▶ **ACTIVITY**: Starting at the line with "</instance>", retype each line exactly up to and including the final line of the records below.

▶ **RECORDS FOR THIS TASK**:
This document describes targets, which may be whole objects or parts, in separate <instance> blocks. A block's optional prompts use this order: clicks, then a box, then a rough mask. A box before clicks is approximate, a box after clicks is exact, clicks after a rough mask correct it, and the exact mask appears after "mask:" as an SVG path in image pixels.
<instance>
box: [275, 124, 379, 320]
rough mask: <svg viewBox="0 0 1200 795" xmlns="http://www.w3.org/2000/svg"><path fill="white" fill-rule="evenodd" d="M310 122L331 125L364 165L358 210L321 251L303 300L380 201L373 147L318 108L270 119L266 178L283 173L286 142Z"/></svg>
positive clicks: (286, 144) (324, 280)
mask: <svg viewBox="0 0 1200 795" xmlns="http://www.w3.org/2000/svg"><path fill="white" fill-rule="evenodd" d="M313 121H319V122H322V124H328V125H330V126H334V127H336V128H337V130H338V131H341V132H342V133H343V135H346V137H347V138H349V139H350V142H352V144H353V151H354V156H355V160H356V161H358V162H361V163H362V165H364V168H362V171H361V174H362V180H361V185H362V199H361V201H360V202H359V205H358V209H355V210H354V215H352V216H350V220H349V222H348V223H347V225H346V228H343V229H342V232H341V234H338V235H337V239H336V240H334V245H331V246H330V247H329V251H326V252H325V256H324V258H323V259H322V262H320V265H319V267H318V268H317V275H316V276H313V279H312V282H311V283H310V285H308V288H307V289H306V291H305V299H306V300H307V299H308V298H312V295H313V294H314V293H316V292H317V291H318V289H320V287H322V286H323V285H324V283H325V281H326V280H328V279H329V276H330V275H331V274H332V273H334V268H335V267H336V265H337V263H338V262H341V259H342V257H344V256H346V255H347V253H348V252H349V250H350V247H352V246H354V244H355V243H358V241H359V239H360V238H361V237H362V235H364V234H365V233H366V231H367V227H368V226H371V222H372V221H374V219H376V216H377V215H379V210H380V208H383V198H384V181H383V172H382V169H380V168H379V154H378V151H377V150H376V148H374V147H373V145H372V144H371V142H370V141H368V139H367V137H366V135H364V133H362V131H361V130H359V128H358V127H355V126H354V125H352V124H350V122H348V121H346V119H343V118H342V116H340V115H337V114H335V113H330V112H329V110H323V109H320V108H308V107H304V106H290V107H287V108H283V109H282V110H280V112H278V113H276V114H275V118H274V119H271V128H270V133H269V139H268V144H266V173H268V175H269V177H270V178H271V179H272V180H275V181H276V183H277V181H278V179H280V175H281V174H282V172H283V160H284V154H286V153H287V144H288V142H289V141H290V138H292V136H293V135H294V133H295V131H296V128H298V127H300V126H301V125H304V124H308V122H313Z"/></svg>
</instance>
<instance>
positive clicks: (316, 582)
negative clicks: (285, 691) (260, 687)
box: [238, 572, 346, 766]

▶ **REPLY**:
</instance>
<instance>
positive clicks: (316, 582)
negative clicks: (285, 691) (260, 687)
box: [238, 572, 346, 766]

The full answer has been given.